Reproduce the complete listing without any deviation.

/---

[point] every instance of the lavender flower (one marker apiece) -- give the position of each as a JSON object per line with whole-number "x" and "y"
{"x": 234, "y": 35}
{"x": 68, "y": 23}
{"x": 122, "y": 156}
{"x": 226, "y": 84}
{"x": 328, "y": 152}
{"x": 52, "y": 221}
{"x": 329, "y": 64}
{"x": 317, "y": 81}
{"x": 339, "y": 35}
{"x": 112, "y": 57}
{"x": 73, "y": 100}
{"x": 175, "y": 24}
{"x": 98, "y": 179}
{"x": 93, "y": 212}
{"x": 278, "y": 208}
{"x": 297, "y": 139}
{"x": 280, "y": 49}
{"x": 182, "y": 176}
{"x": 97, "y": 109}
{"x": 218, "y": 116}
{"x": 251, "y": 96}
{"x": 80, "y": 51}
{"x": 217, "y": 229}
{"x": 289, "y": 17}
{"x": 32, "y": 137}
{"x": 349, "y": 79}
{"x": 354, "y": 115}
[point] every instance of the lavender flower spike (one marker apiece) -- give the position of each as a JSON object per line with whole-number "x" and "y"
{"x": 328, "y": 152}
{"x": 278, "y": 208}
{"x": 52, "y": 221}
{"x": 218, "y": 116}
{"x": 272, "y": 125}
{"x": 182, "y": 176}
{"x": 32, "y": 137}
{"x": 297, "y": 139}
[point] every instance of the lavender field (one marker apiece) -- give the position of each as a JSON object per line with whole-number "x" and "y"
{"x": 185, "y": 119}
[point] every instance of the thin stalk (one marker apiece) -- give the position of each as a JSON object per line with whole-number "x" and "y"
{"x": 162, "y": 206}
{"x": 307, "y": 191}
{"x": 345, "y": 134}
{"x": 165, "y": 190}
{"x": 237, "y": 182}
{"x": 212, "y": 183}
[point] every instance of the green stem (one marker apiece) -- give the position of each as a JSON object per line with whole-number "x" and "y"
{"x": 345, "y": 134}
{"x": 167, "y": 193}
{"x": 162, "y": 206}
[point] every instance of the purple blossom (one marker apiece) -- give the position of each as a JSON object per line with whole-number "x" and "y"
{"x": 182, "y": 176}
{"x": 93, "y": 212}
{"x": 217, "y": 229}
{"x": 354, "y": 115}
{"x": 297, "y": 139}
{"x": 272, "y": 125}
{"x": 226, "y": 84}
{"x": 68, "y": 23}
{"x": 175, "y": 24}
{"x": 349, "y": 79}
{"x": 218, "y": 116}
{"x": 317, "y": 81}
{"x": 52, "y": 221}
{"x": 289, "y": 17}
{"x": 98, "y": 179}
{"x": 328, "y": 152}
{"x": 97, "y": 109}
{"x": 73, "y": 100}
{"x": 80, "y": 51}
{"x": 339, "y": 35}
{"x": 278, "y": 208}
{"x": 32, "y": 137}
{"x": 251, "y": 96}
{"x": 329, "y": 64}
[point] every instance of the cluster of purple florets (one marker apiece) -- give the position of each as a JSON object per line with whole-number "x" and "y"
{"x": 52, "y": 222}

\---

» **Reply to the exercise**
[point] every instance of the lavender flower (one marker apiece) -- give the position of each as a JSON object per line with whole-number "x" and "y"
{"x": 234, "y": 35}
{"x": 68, "y": 23}
{"x": 122, "y": 156}
{"x": 226, "y": 84}
{"x": 328, "y": 152}
{"x": 52, "y": 221}
{"x": 329, "y": 64}
{"x": 317, "y": 81}
{"x": 339, "y": 35}
{"x": 112, "y": 57}
{"x": 73, "y": 100}
{"x": 175, "y": 24}
{"x": 98, "y": 179}
{"x": 93, "y": 212}
{"x": 278, "y": 208}
{"x": 297, "y": 139}
{"x": 280, "y": 49}
{"x": 182, "y": 176}
{"x": 97, "y": 109}
{"x": 218, "y": 116}
{"x": 251, "y": 96}
{"x": 80, "y": 51}
{"x": 217, "y": 229}
{"x": 289, "y": 17}
{"x": 32, "y": 137}
{"x": 349, "y": 79}
{"x": 354, "y": 115}
[point] every instance of the lavender flower spike (one marker apiece) -- give the position of each as a JSON object per line with whole-number "x" and "y"
{"x": 328, "y": 152}
{"x": 278, "y": 208}
{"x": 52, "y": 221}
{"x": 218, "y": 116}
{"x": 272, "y": 125}
{"x": 182, "y": 176}
{"x": 32, "y": 137}
{"x": 297, "y": 139}
[point] every instance of the lavender field (one marker apiece) -- give the position of each as a JSON object per line with whole-number "x" and "y"
{"x": 185, "y": 119}
[point] every instance of the thin stalk (one marker apiece) -- give the position of each as a JSON object per line with whole-number "x" and "y"
{"x": 162, "y": 206}
{"x": 307, "y": 191}
{"x": 345, "y": 134}
{"x": 165, "y": 190}
{"x": 237, "y": 182}
{"x": 212, "y": 183}
[point] every instance of the green stem (one marker apiece) -- give the position of each as a JSON object per line with whole-number "x" and "y"
{"x": 345, "y": 134}
{"x": 167, "y": 193}
{"x": 162, "y": 206}
[point] every instance of the purple blossom (one marker apiece) -- give the position of each as a JSON object per line with whole-number "x" and "y"
{"x": 182, "y": 176}
{"x": 93, "y": 212}
{"x": 217, "y": 229}
{"x": 354, "y": 115}
{"x": 297, "y": 139}
{"x": 272, "y": 125}
{"x": 226, "y": 84}
{"x": 68, "y": 23}
{"x": 175, "y": 24}
{"x": 349, "y": 79}
{"x": 218, "y": 116}
{"x": 317, "y": 81}
{"x": 52, "y": 221}
{"x": 289, "y": 17}
{"x": 98, "y": 179}
{"x": 328, "y": 152}
{"x": 97, "y": 109}
{"x": 73, "y": 100}
{"x": 80, "y": 51}
{"x": 339, "y": 35}
{"x": 278, "y": 208}
{"x": 32, "y": 137}
{"x": 251, "y": 96}
{"x": 329, "y": 64}
[point] every instance of the cluster of purple florets (one marker apiece) -- give the position of each as a JSON object per line with whole-number "x" and "y"
{"x": 52, "y": 222}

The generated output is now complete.